Monday 30 May 2016

Hop sack

Occasionally, sometimes, when there is an r in the month or when there is a moon that is suggestive of a time I never really knew, I find myself wishing I’d never put my head (or was it my nose?) into that first sack of hops. That I had never been beguiled and bested by the flurry of aromatics emerging out of the sack, the rough, textured Hessian sack into which a cluster and concentration of dried hops were packed, squeezed and suffocated into, expressing their individual identities cone by cone. Was it at Moor Brewery in late 1996 when I was writing my first piece for What’s Brewing? Or perhaps, ironically, given what the brewery was best known for, Highgate Brewery in 1997? I can’t remember, but all I do have a certainty about is that from this moment (of which I have little recollection) I was possessed of a passion for the aroma of hops, not a love as that is something for life, but a passion, a lust perhaps, a kindness and a benevolence towards the aromatics that hops bring to my sensorial world. Since that time I have sniffed my way around a world of hop sacks (and even crushed up hop pellets in order to smash up the aromatics and let them play their way to my brain).

I thought of this journey, this Jedi-like awakening as I stood in the brewery at Redwell on Saturday morning, while Dave Jones, the head brewer, worked out the hop ratio for a beer he was brewing called Hop Rocket. Chinook was one of the varieties engaged, Centennial perhaps and I stuck my nose into the container that was holding the first wave of hops. The aroma was green, chive-like, tropically fruity, pungent, musky even. We discussed hops, we discussed malt and what malt could do, we discussed beer and coffee beans and like a circle we kept coming back to hops. ‘Try this,’ and I was given Bullards’ Summer Ale, which is also brewed here. Whatever your thoughts on a brewery buying the name of a long gone brewery and brewing beers with their name attached to them and with little link with what the beers tasted like (I think British brewers are confident enough now to be able to celebrate the past, their forebears, those that came before them and besides as Jeff Alworth here argues maybe not everything in the past was good), I found this beer to be exemplary: juicy and bursting with flavour, with the kind of bitter dry finish that clangs away with the insistence of a warning bell. And once again I was drawn to the persistence of the hop sack and its influence on my senses. Oh how I do love the hop sack but sometimes, just sometimes, I have doubts on whether it was a good move on that long distant day when I let myself be led to the hop sack.

TASKS:
A – For the post about the hop sack, decide whether each statement agrees with the text: (i) Dave Jones is the head brewer at Redwell; (ii) the beer being brewed on Saturday morning was called Summer Ale; (iii) the writer clearly remembers which brewery held that first sack of hops. Answer yes or no for each and quote the words of the text that decide it.
B – Revise the rows starting at the line that has "Please mark the black cable" and continuing to the end of the rows, replacing "mark" with "locate" and leaving everything else unchanged. Give only those lines.

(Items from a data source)
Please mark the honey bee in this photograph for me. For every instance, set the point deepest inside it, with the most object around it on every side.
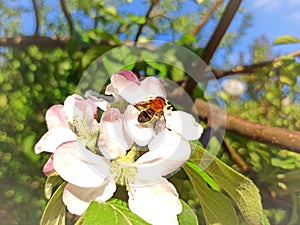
(150, 109)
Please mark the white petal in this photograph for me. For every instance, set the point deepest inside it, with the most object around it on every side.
(184, 124)
(77, 199)
(112, 142)
(153, 87)
(48, 167)
(55, 117)
(79, 109)
(79, 166)
(127, 89)
(54, 138)
(141, 134)
(156, 204)
(168, 151)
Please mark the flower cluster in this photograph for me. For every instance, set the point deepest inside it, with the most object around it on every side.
(94, 157)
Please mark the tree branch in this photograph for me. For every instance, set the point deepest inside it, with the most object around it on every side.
(139, 32)
(235, 156)
(206, 17)
(214, 42)
(67, 15)
(276, 136)
(37, 17)
(241, 69)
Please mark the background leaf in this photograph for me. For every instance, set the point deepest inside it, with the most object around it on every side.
(55, 211)
(286, 39)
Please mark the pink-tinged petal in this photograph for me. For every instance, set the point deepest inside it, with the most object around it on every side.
(79, 166)
(184, 124)
(55, 117)
(168, 151)
(156, 204)
(48, 167)
(77, 199)
(54, 138)
(129, 75)
(79, 109)
(153, 87)
(112, 142)
(141, 134)
(127, 89)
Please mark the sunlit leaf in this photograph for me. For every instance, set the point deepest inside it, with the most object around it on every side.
(187, 216)
(217, 208)
(112, 212)
(241, 189)
(204, 175)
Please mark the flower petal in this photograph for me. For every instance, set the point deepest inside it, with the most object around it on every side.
(127, 89)
(141, 134)
(129, 75)
(168, 151)
(77, 199)
(184, 124)
(79, 166)
(48, 167)
(112, 142)
(55, 117)
(156, 204)
(153, 87)
(79, 109)
(54, 138)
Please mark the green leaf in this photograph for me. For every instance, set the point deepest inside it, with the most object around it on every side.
(285, 39)
(93, 53)
(187, 216)
(204, 175)
(112, 212)
(241, 189)
(55, 211)
(137, 19)
(52, 181)
(217, 208)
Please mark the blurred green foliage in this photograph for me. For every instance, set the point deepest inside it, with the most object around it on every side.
(33, 78)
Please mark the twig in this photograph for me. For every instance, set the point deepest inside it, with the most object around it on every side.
(139, 32)
(37, 18)
(67, 15)
(206, 17)
(280, 137)
(214, 42)
(235, 156)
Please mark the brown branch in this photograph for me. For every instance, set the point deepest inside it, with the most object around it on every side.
(67, 15)
(280, 137)
(214, 42)
(242, 69)
(40, 41)
(206, 17)
(235, 156)
(147, 17)
(37, 17)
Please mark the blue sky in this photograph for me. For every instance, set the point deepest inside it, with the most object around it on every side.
(273, 18)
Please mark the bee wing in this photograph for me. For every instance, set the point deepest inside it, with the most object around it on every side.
(160, 123)
(142, 105)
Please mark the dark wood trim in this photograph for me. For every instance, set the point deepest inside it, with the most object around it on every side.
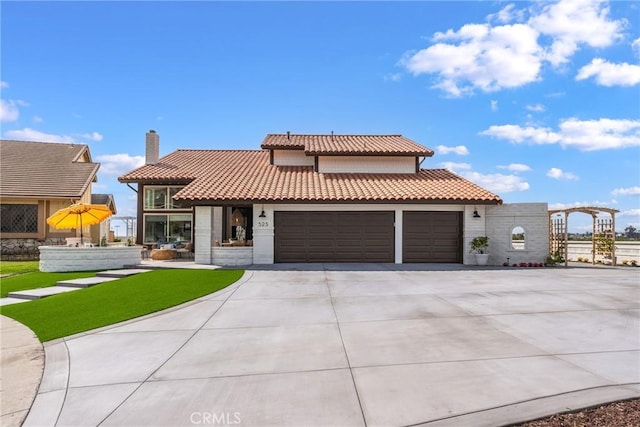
(243, 202)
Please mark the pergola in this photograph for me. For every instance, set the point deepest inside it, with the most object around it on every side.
(562, 227)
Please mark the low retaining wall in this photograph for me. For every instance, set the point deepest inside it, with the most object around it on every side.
(232, 256)
(625, 251)
(63, 258)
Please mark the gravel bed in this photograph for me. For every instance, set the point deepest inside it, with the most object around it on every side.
(625, 413)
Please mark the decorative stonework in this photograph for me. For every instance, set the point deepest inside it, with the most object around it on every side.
(64, 258)
(25, 249)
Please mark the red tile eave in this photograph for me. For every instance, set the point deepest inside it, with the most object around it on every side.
(369, 153)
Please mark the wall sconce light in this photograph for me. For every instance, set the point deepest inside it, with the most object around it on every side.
(237, 218)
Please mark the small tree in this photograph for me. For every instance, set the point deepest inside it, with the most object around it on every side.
(479, 245)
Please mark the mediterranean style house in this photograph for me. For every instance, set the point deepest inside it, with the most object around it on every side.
(324, 198)
(36, 180)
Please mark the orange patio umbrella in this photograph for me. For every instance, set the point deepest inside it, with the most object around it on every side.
(79, 214)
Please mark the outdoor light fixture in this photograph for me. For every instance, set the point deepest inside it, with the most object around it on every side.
(237, 218)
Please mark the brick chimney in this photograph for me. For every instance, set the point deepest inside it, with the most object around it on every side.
(153, 147)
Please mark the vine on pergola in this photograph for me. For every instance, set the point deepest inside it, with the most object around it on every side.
(603, 237)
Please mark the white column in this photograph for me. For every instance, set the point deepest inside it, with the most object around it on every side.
(203, 232)
(398, 236)
(263, 234)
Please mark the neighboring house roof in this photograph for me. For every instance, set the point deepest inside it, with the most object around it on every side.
(340, 145)
(104, 199)
(40, 169)
(236, 175)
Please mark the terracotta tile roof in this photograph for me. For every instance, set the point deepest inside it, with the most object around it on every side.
(104, 199)
(48, 170)
(219, 175)
(387, 145)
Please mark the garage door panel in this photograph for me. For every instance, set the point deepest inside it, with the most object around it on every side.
(432, 237)
(334, 236)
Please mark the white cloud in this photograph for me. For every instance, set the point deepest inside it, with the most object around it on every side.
(28, 134)
(507, 14)
(635, 45)
(497, 183)
(393, 77)
(609, 74)
(574, 22)
(629, 213)
(518, 134)
(490, 58)
(94, 136)
(585, 135)
(557, 173)
(536, 108)
(454, 167)
(479, 56)
(460, 150)
(118, 164)
(630, 191)
(516, 167)
(9, 111)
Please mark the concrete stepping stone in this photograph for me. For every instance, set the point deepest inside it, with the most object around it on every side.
(122, 273)
(9, 301)
(32, 294)
(85, 282)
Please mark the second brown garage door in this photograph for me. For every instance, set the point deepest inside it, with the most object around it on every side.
(334, 236)
(432, 237)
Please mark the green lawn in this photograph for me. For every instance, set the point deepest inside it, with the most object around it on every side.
(18, 267)
(37, 279)
(112, 302)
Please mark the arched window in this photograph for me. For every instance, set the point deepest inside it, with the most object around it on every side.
(518, 238)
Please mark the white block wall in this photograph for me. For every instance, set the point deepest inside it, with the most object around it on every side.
(263, 235)
(366, 164)
(233, 256)
(203, 233)
(64, 258)
(501, 220)
(292, 158)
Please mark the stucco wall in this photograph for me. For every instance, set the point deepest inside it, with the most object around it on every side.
(292, 158)
(64, 258)
(501, 220)
(366, 164)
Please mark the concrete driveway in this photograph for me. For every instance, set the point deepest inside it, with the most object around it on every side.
(343, 346)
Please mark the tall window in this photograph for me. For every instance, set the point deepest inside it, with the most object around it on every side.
(19, 218)
(167, 228)
(161, 197)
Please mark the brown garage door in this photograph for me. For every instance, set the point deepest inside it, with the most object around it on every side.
(432, 237)
(334, 237)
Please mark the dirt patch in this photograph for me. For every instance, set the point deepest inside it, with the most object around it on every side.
(625, 413)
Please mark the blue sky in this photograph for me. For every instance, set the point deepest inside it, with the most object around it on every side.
(536, 101)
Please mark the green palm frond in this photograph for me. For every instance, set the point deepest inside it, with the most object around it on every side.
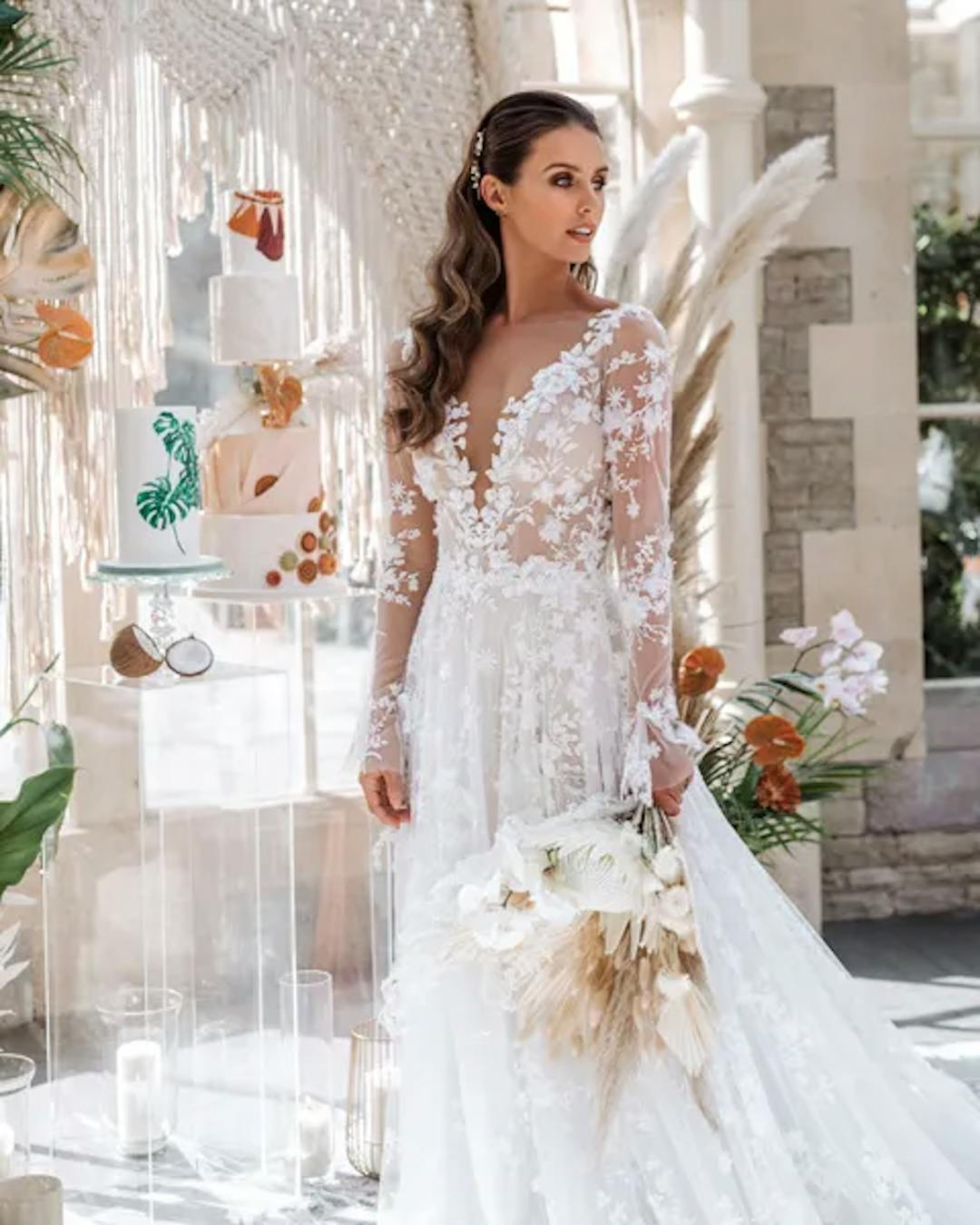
(34, 156)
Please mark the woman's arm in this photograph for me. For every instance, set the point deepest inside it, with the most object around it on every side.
(636, 419)
(408, 557)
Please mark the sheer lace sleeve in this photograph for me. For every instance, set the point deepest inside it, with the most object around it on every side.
(636, 422)
(408, 557)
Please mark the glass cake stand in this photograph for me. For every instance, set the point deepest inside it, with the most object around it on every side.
(164, 582)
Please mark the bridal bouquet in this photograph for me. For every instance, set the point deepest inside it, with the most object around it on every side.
(590, 917)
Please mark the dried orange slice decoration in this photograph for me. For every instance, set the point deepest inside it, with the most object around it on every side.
(67, 340)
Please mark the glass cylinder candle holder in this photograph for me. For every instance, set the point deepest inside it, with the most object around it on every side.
(307, 1023)
(140, 1049)
(373, 1084)
(16, 1073)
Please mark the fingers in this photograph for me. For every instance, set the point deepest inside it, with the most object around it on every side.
(396, 786)
(668, 799)
(377, 789)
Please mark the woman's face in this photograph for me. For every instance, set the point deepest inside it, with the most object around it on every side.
(559, 190)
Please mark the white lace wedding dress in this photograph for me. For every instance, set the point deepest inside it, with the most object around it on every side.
(522, 662)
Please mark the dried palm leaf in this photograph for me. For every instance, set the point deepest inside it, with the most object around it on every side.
(753, 230)
(643, 210)
(667, 298)
(42, 254)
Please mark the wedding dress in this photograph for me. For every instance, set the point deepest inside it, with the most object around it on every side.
(522, 662)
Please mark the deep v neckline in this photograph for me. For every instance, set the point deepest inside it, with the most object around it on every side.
(508, 414)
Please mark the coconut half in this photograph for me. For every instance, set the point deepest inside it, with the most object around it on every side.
(189, 657)
(133, 653)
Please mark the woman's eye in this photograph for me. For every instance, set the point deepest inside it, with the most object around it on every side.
(563, 179)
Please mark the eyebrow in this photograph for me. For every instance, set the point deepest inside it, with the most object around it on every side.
(569, 165)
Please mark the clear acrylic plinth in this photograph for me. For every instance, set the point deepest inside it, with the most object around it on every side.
(169, 920)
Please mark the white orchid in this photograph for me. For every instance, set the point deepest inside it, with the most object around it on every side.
(668, 865)
(844, 629)
(864, 657)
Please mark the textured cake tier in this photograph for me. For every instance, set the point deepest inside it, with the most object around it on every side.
(254, 318)
(263, 472)
(272, 553)
(157, 485)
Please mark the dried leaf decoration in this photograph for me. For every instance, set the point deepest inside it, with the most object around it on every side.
(41, 258)
(282, 395)
(259, 214)
(67, 340)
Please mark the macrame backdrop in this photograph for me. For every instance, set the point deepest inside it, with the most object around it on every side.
(358, 111)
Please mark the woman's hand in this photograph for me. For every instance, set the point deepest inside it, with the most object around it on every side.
(385, 793)
(668, 799)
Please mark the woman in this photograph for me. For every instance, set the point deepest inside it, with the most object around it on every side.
(529, 430)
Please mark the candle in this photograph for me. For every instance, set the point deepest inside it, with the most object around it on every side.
(140, 1113)
(315, 1138)
(380, 1083)
(6, 1151)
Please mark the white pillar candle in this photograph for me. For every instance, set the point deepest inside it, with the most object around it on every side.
(140, 1108)
(380, 1083)
(6, 1149)
(315, 1137)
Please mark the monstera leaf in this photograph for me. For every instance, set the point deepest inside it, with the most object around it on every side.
(162, 504)
(178, 437)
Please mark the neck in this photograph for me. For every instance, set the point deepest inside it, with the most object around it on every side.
(536, 283)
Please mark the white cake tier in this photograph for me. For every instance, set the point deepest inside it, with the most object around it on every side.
(157, 485)
(254, 318)
(272, 553)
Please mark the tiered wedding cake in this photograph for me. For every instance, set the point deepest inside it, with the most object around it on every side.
(157, 489)
(263, 500)
(255, 301)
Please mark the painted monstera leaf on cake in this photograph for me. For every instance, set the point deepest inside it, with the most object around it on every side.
(167, 500)
(41, 258)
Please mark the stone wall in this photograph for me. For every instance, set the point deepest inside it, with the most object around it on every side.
(838, 396)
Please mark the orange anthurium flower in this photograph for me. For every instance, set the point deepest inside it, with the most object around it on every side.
(774, 739)
(67, 340)
(778, 789)
(700, 671)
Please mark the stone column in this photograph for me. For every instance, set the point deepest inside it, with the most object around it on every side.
(720, 97)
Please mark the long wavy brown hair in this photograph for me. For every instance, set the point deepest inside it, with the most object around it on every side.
(467, 273)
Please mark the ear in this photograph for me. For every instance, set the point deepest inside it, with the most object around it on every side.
(494, 192)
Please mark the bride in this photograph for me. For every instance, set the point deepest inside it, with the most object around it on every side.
(522, 664)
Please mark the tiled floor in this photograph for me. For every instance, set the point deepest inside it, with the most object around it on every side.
(923, 973)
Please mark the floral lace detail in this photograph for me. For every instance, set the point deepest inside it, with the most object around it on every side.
(577, 482)
(520, 667)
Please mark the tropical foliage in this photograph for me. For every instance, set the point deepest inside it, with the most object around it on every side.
(783, 741)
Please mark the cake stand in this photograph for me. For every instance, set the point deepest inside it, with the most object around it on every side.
(164, 582)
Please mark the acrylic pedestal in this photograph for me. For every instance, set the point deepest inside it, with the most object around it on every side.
(168, 923)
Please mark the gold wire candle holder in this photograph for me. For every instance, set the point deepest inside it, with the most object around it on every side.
(373, 1083)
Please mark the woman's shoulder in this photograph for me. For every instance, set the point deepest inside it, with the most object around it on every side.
(631, 325)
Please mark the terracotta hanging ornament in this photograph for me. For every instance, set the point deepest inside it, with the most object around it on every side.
(259, 214)
(133, 653)
(189, 657)
(280, 395)
(67, 340)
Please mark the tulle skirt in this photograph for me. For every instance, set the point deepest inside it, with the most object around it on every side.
(821, 1112)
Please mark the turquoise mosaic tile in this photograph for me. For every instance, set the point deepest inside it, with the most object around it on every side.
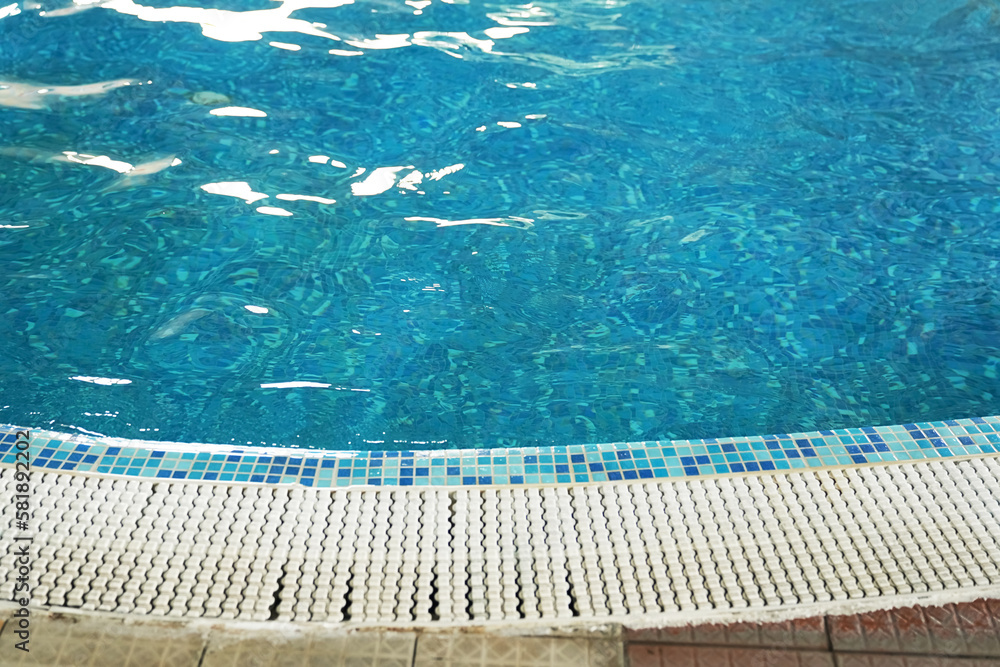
(578, 464)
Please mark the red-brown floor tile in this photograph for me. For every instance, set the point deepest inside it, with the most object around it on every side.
(665, 655)
(901, 660)
(800, 633)
(968, 629)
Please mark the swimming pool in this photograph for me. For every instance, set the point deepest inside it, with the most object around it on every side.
(384, 225)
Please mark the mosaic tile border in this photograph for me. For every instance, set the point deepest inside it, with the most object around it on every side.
(576, 464)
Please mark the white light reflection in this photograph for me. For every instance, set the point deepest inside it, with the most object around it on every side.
(229, 26)
(24, 95)
(381, 42)
(444, 171)
(319, 200)
(238, 111)
(99, 380)
(273, 210)
(98, 161)
(377, 182)
(506, 33)
(512, 221)
(238, 189)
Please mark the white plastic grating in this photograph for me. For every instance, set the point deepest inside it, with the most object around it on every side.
(421, 557)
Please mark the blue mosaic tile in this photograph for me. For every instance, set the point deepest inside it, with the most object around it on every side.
(578, 464)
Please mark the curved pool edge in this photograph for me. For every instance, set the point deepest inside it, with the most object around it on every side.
(561, 465)
(916, 522)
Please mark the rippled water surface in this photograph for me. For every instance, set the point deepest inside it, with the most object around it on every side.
(387, 224)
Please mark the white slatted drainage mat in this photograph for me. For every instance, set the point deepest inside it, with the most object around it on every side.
(434, 556)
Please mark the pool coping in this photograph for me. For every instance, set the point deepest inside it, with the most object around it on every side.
(515, 467)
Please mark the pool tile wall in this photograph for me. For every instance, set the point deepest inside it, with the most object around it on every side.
(576, 464)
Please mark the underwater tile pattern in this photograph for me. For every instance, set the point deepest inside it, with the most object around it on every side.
(576, 464)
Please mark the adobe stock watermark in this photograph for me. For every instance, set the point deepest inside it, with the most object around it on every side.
(21, 622)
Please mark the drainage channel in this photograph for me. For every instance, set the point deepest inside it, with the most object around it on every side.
(467, 556)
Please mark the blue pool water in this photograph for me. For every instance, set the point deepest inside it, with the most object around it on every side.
(437, 224)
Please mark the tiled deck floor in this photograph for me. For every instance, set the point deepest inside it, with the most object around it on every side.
(953, 635)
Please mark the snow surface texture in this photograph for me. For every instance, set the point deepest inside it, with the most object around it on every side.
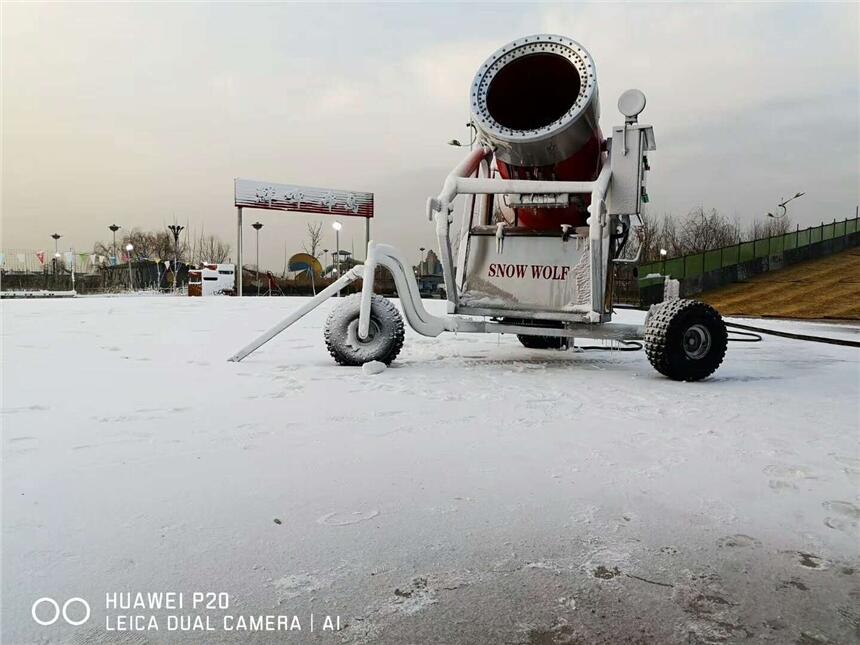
(373, 367)
(474, 492)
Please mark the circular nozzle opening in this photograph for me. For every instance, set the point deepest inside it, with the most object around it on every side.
(533, 91)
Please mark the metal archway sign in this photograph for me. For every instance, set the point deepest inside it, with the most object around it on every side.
(249, 193)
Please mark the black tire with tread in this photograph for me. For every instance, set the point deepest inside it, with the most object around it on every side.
(664, 339)
(386, 327)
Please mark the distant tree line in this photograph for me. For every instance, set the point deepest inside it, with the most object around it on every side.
(160, 245)
(698, 231)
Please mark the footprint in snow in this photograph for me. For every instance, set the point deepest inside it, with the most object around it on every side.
(345, 519)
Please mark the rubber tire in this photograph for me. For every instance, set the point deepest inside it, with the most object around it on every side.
(664, 339)
(544, 342)
(386, 326)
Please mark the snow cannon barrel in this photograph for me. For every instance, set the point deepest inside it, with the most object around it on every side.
(535, 102)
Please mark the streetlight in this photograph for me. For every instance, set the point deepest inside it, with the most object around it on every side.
(56, 237)
(176, 229)
(129, 248)
(337, 226)
(782, 206)
(257, 226)
(114, 228)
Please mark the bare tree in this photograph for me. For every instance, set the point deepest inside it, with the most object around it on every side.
(212, 248)
(703, 231)
(312, 247)
(769, 227)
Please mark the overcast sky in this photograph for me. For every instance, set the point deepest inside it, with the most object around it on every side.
(140, 114)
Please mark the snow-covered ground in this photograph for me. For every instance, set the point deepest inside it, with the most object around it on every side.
(474, 492)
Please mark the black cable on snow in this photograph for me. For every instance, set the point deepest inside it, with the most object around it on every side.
(744, 337)
(785, 334)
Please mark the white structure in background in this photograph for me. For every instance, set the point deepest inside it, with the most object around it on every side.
(212, 280)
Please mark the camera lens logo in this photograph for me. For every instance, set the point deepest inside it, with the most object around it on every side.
(34, 610)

RESPONSES TO THE TASKS:
A –
(i) Yes: "Dave Jones, the head brewer"
(ii) No: "a beer he was brewing called Hop Rocket"
(iii) No: "I can’t remember"

B –
Please locate the black cable on snow in this photograph for me. For every instance, set the point deepest inside it, with the most object around it on every side.
(744, 337)
(785, 334)
Please locate the white structure in background in this photograph for me. For every instance, set the point deepest inside it, with the most object around it on every side.
(212, 280)
Please locate the camera lens logo in this photograph for me. For every instance, set the point deepest inside it, with the most object around it on every side.
(34, 610)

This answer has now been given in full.